:: Exercise requirements ::
**1.** From the article on the 43rd Ward public safety forum below, list every person named in it, each with the title the article gives them.
**2.** Using the article on the 43rd Ward public safety forum below, state whether each statement agrees with it: (a) Mayor Lori Lightfoot attended the forum. (b) Crime in the 18th police district sector of the 43rd Ward fell by 44 percent this year. (c) Arson cases in the 43rd Ward reached eight this year. Answer yes or no for each, quoting the deciding words.
**3.** In the article on the 43rd Ward public safety forum below, rewrite the paragraph beginning "Chicago's 43rd Ward spans" as a list, keeping its main facts.

:: Passage to read ::
★ ★ ★ ★

43rd Ward public safety forum tackles crime reduction


Wikimedia Commons

Alderman Michele Smith of the 43rd Ward.

Public safety in the city of Chicago has been a hotbed for conversation as civil unrest has gripped the city — and nation. Discussions regarding Covid-19, police reform and redistribution, methods of contacting law enforcement and the logistics of criminal sentencing are growing in importance.

For concerned citizens, getting a chance to directly address some of the city’s top public safety officials is a critical opportunity. After all, understanding between the public and public safety is what leads to a safer and more prosperous community.

Chicago 43rd Ward Alderman Michele Smith led a public safety forum via a Zoom webinar Wednesday night regarding issues facing the 18th and 19th police districts and the Gold Coast area. 

The mayoral public first safety deputy and projects manager, 18th district captain and sergeant, 19th district commander and captain, first state attorney’s deputy and chief information officer, and a 911 dispatcher were the night’s featured panelists. 

The meeting began with a special message from Mayor Lori Lightfoot who could not attend the forum due to a budget town hall meeting. 

“Yesterday we announced ‘Our City, Our Safety’: Chicago’s first ever comprehensive violence reduction plan,” Mayor Lightfoot said. “I want you to know that I am personally engaged in this fight every day.” 

The five-step crime reduction plan was presented by speakers of the mayor’s office and highlighted an emphasis on improving and advancing policing within the city. 

Policing specifically within the 43rd Ward was the night’s main topic. Following the introduction were accounts of some specific analytical outliers of crime in 2020.

Chicago’s 43rd Ward spans from the northside lakefront all the way west to North Clybourn Avenue and ends at West Diversey Parkway to the north and West Division Street to the south and includes DePaul University’s Lincoln Park campus.   

Smith spoke of a troubling rise in arson within the 43rd Ward, which reached eight cases this year. 

“We have a defendant charged with almost all of those arsons,” Smith said. 

The sole arsonist, who committed crimes mostly north of Fullerton Avenue, is said to be in custody.

In the 18th police district sector included in the 43rd Ward, an area that runs from North Avenue to Fullerton and the lakefront to the river, crime was down 44 percent this year, according to 18th District Captain Christopher Biefeldt.  

A man exposing himself in Old Town was reported by citizens and later arrested in this sector which led to a discussion about the importance of community involvement. 

“We count on our neighbors to go to court,” Smith said, adding that with the help of the community in court, the offender was handed “a very good sentence” as well as “treatment.”

The 18th and 19th Districts in the 43rd Ward both presented that theft was their most prevalent crime, with bike theft being particularly troublesome for the 30th Sector of the 19th District. 

“If anyone is there who has a bike, please register it because bike thefts are off the hook,” warned 19th District Captain Paul Kane. The word of advice followed information that the 30 Sector continues to lead the city of Chicago in bike theft. 

After more statistics were presented, as well as some comments from the Office of Emergency Management and Communications camera manager and a 911 dispatcher, the panelists all switched to Zoom’s gallery view for the question and answer portion of the webinar.

★ ★ ★ ★

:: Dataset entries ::
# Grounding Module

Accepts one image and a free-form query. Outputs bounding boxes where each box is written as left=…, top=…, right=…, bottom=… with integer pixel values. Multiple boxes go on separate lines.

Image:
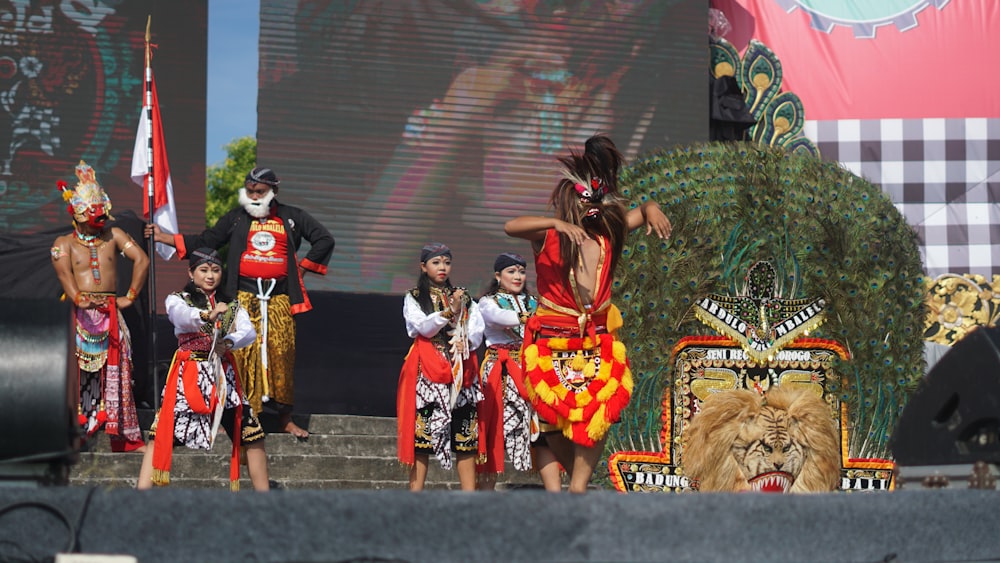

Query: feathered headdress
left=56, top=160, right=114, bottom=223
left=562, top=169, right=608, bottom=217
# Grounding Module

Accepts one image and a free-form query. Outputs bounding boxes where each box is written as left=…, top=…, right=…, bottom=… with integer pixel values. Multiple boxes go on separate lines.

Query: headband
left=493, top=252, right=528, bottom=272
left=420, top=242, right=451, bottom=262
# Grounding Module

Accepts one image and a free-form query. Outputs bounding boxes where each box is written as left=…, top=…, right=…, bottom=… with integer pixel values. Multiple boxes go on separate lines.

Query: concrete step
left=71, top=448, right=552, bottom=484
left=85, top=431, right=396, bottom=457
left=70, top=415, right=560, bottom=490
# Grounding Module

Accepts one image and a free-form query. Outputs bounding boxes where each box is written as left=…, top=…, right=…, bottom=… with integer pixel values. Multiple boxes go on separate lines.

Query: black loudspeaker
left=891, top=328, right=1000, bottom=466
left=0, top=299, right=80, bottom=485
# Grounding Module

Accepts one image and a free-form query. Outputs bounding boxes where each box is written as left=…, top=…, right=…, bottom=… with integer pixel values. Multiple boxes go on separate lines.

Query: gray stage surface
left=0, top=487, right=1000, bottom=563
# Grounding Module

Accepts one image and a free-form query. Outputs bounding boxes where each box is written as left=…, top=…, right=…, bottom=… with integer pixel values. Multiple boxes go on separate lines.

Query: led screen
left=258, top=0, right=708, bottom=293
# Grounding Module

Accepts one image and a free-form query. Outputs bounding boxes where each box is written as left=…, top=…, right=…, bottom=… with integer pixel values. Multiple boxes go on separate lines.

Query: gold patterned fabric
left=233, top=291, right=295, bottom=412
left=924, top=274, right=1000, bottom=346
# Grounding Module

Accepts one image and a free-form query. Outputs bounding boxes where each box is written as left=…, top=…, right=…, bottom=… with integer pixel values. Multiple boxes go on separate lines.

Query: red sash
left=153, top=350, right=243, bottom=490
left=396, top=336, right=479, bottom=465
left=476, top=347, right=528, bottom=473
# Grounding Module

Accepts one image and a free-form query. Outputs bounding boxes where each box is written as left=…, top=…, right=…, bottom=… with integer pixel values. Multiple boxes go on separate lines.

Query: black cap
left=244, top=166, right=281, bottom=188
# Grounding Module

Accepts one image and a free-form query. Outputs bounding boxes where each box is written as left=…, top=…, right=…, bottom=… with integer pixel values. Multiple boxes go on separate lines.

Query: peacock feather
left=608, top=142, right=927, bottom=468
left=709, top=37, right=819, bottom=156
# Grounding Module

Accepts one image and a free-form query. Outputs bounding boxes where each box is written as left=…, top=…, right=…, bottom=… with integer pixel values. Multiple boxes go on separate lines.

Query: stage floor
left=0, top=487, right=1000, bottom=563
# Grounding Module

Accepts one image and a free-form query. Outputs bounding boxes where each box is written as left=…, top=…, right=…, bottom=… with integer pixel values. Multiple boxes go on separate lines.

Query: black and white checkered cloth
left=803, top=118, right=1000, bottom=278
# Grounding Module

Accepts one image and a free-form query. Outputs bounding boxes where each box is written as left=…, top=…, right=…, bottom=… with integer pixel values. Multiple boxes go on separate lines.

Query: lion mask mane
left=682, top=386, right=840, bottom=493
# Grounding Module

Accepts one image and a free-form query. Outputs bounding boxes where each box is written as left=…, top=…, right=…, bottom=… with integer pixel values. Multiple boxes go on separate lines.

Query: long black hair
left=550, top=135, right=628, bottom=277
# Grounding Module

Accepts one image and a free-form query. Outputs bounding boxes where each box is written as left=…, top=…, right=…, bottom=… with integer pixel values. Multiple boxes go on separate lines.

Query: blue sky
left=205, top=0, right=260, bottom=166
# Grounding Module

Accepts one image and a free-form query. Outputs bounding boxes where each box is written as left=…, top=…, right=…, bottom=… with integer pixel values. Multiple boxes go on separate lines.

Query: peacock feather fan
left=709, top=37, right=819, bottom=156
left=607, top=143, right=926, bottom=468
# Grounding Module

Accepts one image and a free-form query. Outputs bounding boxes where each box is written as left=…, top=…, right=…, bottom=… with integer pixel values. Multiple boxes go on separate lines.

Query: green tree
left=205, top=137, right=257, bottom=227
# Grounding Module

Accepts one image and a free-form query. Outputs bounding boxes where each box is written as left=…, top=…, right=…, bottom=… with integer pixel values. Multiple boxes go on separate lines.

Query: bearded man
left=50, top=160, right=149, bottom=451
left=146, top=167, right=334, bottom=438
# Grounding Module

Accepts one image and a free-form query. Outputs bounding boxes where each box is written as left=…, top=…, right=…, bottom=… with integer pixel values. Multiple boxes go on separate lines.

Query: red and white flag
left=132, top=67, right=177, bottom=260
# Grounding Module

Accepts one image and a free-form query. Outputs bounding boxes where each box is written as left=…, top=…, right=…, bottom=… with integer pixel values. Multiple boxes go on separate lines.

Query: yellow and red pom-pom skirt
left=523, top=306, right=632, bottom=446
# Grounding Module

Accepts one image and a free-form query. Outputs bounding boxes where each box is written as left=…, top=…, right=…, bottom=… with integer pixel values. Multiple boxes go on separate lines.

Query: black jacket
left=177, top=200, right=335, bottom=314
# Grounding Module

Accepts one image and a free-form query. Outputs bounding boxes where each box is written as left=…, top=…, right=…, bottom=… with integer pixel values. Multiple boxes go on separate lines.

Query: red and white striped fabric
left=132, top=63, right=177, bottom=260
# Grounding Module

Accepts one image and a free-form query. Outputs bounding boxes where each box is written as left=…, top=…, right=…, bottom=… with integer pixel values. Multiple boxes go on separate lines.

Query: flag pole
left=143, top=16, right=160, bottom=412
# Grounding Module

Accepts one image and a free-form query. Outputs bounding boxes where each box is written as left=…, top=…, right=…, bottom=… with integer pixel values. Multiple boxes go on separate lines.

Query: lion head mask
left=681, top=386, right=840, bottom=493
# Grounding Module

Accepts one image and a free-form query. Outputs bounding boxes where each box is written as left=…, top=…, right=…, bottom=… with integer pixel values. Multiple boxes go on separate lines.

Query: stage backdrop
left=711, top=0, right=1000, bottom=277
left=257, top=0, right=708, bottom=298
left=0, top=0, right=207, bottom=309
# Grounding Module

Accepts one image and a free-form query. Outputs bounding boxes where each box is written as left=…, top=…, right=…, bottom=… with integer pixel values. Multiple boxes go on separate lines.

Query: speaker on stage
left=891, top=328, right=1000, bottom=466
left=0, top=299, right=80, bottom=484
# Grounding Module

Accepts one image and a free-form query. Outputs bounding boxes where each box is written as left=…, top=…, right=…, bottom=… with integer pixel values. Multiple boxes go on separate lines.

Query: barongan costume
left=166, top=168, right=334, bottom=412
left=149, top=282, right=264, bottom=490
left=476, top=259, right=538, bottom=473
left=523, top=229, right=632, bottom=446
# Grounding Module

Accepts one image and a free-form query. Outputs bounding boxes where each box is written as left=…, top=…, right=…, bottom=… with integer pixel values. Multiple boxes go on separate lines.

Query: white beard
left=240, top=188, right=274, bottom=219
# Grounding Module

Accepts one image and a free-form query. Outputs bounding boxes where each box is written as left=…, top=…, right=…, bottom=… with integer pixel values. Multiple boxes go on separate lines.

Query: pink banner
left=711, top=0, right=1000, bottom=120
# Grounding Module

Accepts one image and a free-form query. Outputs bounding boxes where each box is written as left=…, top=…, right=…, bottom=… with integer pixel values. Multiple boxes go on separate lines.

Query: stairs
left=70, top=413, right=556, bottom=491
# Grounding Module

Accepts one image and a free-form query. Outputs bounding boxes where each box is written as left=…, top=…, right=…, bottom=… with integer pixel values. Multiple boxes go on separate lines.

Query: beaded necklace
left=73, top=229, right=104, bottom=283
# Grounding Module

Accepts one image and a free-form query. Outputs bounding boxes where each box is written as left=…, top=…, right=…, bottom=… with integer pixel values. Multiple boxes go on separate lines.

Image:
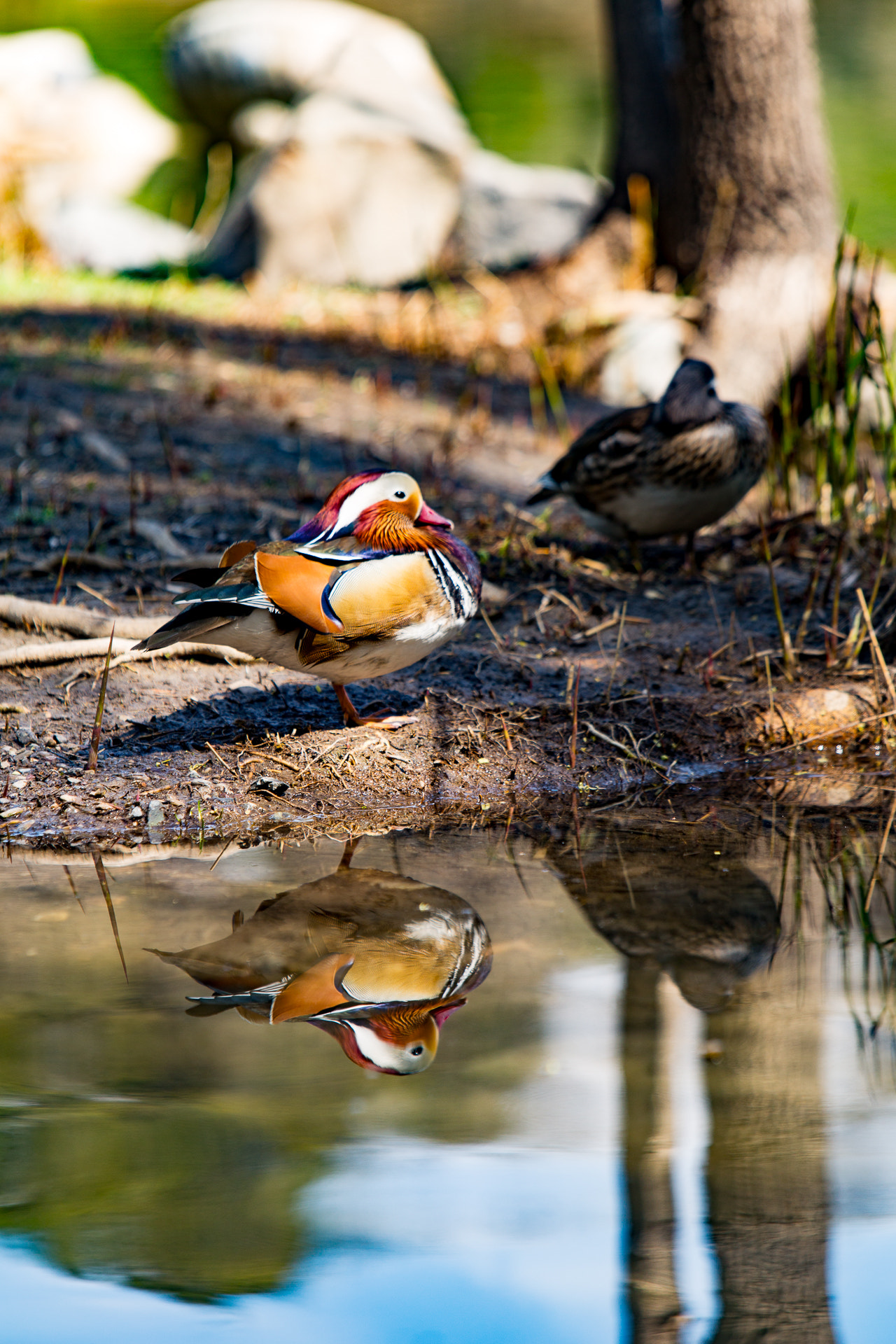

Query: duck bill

★ ★ ★ ★

:: Solutions in order ::
**1.**
- Michele Smith, Alderman of the 43rd Ward
- Lori Lightfoot, Mayor
- Christopher Biefeldt, 18th District Captain
- Paul Kane, 19th District Captain

**2.**
(a) No: "who could not attend the forum due to a budget town hall meeting"
(b) Yes: "crime was down 44 percent this year"
(c) Yes: "which reached eight cases this year"

**3.**
Chicago's 43rd Ward:
- East: the northside lakefront
- West: North Clybourn Avenue
- North: West Diversey Parkway
- South: West Division Street
- Includes DePaul University's Lincoln Park campus